**本文:**
# # # #

年末年始は子どもへの金銭教育を始める時期。新年から始めたい子どもに伝えるお金の管理とは
年末年始は、いつもよりも子どもにたくさんのお金が集まります。少子化が進んでいる昨今では、親や祖父母だけではなく、親の兄弟からの複数の財布を入れて「シックスポケット」という言い方をされることもあります。こんな時こそ、親子でお金の話ができるとき。子どもにとって、金銭感覚は一生ものの財産となります。ぜひ親子でお金について話してみましょう。
いつもと違うお金は子供と交渉することが大切
前述のように、周囲にお金やプレゼントを渡してくれる大人が多い今の子供は、クリスマスやお年玉などは非常に贅沢なものとなるように思いがちですが、子どもにかけられるお金は家庭によって異なります。総務省の家計調査(2024年1月) を見てみると、他人の子どもへのお年玉とみられる贈与金の金額は14225円。あくまでも参考程度ですので、お年玉にしては意外と少ないと感じる方もいるでしょう。ただ、いつものお小遣いよりも「多く」もらえるお金をどう使えるのか、何に使うかという調整を親子でしてみましょう。お金の感覚が祖父母、父、母それぞれ異なり、思い思いに意見を出すこともあるかもしれませんが、大人が右往左往すると子どもは迷ってしまうため、方針のすり合わせはしっかり行うと良いでしょう。方針を決めたあとは、子ども自身が使い道を選べる金額を考えていきます。お年玉の中から子どもが自由に使える金額を1000円にするのか、5000円にするのか、それとも10000円にするのかを、まず親子で決めてください。「なぜこれに使いたいのか」「今使うべきなのか」「買う以外の選択肢はないのか」など、もらったお金を「今」使いたい理由を精査したうえで、子どもとの交渉に臨みましょう。
通帳を見せる?見せない?親子だから約束してみる内緒の話
お年玉をもらったら、その場で全額を親が回収してしまうことはありませんか。子どもからすると、いくら貯まっているのか、何のために回収されるのか、わかっていないなら、子どもが「勝手に取り上げられた」という不満が積み重なってしまうこともあるでしょう。「子どもにお金を渡しても、ちゃんと使えない」という言い訳を一生続けることはできません。いつかは子ども自身でお金を管理する時期が来るのです。お金の管理は急にはできません。もし、子どものためという理由で、お年玉や祝い金、児童手当など、子どものためのお金を親が管理するのであれば、子供にもその情報を開示するよう心掛けてみましょう。将来の教育資金としていつか渡すことを想定するのであれば、大学に進学するのであれば「いくらかかる」から、18歳時点に「いくら貯めるか」目標を立てようなど、具体的に話をしながら、子どもに通帳にたまっている金額と目標の違いを見せてあげましょう。もし、「通帳にいくら貯まっている」ということを外で吹聴するのが心配であれば、「これは親子の内緒の話。外では言わないでね」ということで、約束させてください。今は自由に使えなくても、将来的には自分のために使われるということは、子どもでも、説明されれば十分理解できるはずです。

# # # #

**課題:**
- A) 次の(i)〜(iii)が金銭教育の文章の内容と合っているかどうかを、それぞれ「はい」か「いいえ」で答えてください。判断の根拠となる文章中の語句もそのまま引用してください。
(i) 総務省の家計調査によると、他人の子どもへのお年玉とみられる贈与金の金額は14225円である。
(ii) お年玉のうち子どもが自由に使える金額は、親だけで決めるのがよい。
(iii) 通帳に貯まっている金額は、子どもに見せないほうがよい。
- B) 金銭教育の文章のうち、「年末年始は子どもへの金銭教育」から「金について話してみましょう。」までの部分を、一字一句変えずに書き写してください。
資料はこの作業とは関係ありません。

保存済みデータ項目
# # # #

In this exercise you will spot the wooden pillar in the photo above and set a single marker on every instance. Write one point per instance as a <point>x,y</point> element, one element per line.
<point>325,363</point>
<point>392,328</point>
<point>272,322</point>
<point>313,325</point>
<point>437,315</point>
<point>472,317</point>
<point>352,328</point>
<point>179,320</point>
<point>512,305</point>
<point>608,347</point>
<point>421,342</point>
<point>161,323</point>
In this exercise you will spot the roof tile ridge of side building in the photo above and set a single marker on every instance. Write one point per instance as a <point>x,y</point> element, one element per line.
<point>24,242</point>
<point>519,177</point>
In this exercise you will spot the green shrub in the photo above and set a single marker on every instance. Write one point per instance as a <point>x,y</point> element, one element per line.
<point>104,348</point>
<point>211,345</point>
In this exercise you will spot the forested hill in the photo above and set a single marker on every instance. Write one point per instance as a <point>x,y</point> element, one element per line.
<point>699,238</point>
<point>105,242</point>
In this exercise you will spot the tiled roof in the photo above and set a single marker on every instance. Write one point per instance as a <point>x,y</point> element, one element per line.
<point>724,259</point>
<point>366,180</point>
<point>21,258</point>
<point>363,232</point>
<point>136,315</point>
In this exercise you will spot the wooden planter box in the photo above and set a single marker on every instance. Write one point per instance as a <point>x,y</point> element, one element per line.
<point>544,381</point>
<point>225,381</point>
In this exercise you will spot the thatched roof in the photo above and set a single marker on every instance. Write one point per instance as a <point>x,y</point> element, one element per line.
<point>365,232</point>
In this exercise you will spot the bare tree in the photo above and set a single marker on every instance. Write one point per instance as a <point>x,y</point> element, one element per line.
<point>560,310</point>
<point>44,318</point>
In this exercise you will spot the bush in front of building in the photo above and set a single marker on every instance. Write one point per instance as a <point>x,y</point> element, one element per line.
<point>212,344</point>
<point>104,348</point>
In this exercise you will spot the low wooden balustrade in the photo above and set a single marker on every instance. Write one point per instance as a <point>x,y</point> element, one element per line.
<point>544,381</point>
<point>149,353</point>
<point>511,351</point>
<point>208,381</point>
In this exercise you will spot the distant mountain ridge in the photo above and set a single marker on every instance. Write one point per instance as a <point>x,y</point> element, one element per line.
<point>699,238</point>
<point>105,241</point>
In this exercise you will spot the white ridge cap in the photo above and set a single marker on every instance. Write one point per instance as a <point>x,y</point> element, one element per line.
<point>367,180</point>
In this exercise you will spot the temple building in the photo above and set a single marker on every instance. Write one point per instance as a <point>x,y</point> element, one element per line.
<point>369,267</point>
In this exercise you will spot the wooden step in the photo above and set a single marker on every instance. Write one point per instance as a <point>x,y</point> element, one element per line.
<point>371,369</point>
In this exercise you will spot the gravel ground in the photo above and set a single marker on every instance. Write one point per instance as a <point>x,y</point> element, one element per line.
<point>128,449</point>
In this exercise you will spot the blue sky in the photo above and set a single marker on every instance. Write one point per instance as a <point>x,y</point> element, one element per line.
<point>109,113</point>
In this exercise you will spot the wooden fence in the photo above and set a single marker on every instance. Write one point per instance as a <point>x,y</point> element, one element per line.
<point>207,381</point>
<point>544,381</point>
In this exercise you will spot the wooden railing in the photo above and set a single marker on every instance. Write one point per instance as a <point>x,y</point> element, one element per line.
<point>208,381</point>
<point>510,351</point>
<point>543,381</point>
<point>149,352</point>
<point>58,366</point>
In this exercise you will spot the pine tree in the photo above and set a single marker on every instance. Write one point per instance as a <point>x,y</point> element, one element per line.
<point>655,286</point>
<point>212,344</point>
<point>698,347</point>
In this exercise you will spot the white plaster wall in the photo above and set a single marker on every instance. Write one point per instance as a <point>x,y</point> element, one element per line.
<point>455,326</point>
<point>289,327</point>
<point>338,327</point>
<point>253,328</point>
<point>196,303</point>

# # # #

**問題の解答:**
- A)
(i) はい。「他人の子どもへのお年玉とみられる贈与金の金額は14225円」
(ii) いいえ。「お年玉の中から子どもが自由に使える金額を1000円にするのか、5000円にするのか、それとも10000円にするのかを、まず親子で決めてください」
(iii) いいえ。「子どもに通帳にたまっている金額と目標の違いを見せてあげましょう」

- B)
年末年始は子どもへの金銭教育を始める時期。新年から始めたい子どもに伝えるお金の管理とは
年末年始は、いつもよりも子どもにたくさんのお金が集まります。少子化が進んでいる昨今では、親や祖父母だけではなく、親の兄弟からの複数の財布を入れて「シックスポケット」という言い方をされることもあります。こんな時こそ、親子でお金の話ができるとき。子どもにとって、金銭感覚は一生ものの財産となります。ぜひ親子でお金について話してみましょう。